Bruno Cathala : “Tout faire pour être compris”Coulisses

Bruno Cathala : “Tout faire pour être compris”

L’évolution du secteur

Au fil des ans, as-tu noté une évolution majeure dans le secteur ?

Des évolutions, il y en a plein ! Déjà premièrement, on peut penser qu’il y a un engouement du public de plus en plus grand. Donc cet engouement du public de plus en plus grand attire de plus en plus de monde, y compris au niveau financier. Parce qu’il y a vingt ans en arrière, on pouvait se dire qu’il n’y avait pas d’argent dans le milieu. Aujourd’hui, il y a de l’argent dans le milieu. Ce qui n’attire pas forcément les mêmes types de personnes. Et puis le marché évolue. Maintenant, on a tout ce qui est financement participatif qui change aussi la donne. Et tout ce petit monde est en train d’essayer plus ou moins de se professionnaliser… Donc oui, les choses changent. Et je pense qu’en fait, elles n’ont pas fini de changer.

Comme d’habitude, de toute façon, ceux qui s’en sortiront seront ceux qui sont capables de s’adapter, voire d’anticiper le changement.

Il y a deux ans, nous avions discuté de Kickstarter. Tu avais une opinion assez tranchée là-dessus. Est-ce toujours la même ? A-t-elle évoluée avec le temps ?

Mes propos avaient été repris parce que tu avais fait une accroche assez

Il faut bien attirer l’œil du lecteur !

Non, non, mais je n’ai aucun souci. Ce que j’ai dit, je l’assume. Je n’ai pas de problèmes avec ça. Déjà à l’époque, je n’ai jamais dit que je ne ferai jamais de Kickstarter. Enfin, on va dire Kickstarter pour “financement participatif” parce que ça peut être d’autres plates-formes.

○ ○ ○ ○

Consigne =
Reproduisez fidèlement le passage de l'entretien avec Bruno Cathala qui s'ouvre sur les mots « Il faut bien » et se clôt sur « être d’autres plates-formes. ».

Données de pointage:
○ ○ ○ ○

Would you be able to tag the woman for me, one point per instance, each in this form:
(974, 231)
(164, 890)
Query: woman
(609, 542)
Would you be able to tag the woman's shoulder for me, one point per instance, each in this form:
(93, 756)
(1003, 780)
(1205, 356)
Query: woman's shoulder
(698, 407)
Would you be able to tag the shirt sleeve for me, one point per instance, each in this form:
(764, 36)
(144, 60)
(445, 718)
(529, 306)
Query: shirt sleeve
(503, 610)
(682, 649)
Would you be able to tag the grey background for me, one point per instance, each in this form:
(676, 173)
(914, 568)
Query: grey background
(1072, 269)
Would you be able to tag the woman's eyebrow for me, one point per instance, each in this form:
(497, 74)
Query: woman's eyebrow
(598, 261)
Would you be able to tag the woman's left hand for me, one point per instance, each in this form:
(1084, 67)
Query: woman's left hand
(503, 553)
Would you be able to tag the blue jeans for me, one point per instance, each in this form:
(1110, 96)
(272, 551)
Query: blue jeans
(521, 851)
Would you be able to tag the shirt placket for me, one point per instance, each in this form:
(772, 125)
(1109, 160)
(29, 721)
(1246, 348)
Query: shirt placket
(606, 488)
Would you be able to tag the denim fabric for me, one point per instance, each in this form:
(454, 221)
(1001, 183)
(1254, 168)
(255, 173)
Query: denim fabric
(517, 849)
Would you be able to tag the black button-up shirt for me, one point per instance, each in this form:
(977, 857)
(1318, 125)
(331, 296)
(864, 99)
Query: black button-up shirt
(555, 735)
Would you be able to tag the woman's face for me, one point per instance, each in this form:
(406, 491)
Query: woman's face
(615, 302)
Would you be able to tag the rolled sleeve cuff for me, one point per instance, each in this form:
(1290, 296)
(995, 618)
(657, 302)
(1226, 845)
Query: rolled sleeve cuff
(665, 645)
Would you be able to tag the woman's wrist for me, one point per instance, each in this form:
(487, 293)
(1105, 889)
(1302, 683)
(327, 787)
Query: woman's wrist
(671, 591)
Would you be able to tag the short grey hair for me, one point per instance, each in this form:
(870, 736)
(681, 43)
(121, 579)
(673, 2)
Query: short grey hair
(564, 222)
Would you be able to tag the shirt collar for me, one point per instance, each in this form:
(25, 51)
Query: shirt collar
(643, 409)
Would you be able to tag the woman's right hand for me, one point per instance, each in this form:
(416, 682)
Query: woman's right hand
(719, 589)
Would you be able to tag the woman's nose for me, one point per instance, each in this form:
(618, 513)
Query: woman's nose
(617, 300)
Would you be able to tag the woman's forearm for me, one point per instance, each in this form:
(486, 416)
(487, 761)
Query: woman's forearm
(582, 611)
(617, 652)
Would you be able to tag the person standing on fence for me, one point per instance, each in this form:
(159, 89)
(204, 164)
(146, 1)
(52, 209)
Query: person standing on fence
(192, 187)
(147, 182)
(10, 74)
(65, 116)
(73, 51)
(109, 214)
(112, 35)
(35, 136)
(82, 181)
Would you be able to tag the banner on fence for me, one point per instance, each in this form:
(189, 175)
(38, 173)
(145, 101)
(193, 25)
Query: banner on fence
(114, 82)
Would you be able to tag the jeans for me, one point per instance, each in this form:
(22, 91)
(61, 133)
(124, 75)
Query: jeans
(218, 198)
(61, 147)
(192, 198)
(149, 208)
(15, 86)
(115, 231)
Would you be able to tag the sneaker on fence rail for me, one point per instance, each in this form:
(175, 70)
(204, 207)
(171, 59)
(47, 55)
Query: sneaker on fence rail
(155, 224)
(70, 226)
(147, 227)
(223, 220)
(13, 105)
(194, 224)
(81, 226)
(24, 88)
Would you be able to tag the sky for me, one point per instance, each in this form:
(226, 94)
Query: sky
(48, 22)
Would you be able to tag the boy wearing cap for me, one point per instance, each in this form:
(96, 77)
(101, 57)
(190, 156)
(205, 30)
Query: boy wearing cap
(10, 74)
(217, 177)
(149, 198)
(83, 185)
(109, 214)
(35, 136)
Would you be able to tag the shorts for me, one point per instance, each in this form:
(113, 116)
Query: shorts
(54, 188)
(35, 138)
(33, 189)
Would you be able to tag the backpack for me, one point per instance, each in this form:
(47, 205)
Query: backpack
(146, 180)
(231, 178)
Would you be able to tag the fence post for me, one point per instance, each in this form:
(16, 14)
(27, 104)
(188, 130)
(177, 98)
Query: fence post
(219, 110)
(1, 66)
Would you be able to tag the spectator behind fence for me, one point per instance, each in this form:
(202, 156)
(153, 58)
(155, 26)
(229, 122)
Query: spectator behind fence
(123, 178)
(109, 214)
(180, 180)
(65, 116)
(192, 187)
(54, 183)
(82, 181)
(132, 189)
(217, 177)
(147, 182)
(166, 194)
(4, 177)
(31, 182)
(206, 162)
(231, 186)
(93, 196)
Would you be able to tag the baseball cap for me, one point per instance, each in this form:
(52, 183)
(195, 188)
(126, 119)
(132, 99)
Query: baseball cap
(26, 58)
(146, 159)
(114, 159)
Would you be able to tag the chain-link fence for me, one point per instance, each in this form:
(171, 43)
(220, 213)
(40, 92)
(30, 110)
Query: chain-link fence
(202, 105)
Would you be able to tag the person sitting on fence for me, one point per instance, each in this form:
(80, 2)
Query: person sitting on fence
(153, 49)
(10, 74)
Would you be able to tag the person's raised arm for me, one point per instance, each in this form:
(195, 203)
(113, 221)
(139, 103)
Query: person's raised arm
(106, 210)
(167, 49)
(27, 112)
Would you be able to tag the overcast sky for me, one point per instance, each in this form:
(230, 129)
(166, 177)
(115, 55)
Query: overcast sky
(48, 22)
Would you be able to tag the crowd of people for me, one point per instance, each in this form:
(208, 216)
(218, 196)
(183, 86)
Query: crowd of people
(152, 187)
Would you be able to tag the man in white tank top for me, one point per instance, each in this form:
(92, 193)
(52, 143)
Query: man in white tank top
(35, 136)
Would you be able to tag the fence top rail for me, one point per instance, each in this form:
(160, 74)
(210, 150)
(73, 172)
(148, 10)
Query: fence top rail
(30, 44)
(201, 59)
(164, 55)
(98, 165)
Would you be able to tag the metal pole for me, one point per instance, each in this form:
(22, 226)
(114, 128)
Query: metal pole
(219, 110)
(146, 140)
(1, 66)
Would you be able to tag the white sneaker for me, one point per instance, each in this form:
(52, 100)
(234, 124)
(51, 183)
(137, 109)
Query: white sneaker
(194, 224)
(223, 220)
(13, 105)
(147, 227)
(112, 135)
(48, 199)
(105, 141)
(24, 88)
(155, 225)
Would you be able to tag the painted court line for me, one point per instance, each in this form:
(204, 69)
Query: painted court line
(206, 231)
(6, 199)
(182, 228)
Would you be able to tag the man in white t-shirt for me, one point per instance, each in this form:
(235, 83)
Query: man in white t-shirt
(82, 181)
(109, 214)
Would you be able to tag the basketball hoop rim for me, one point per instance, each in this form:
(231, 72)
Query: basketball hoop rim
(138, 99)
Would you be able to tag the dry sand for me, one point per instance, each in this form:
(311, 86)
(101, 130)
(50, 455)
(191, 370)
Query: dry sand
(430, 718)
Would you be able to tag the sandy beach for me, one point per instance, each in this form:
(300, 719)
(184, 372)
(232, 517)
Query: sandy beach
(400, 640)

○ ○ ○ ○

Corrigé =
Il faut bien attirer l’œil du lecteur !

Non, non, mais je n’ai aucun souci. Ce que j’ai dit, je l’assume. Je n’ai pas de problèmes avec ça. Déjà à l’époque, je n’ai jamais dit que je ne ferai jamais de Kickstarter. Enfin, on va dire Kickstarter pour “financement participatif” parce que ça peut être d’autres plates-formes.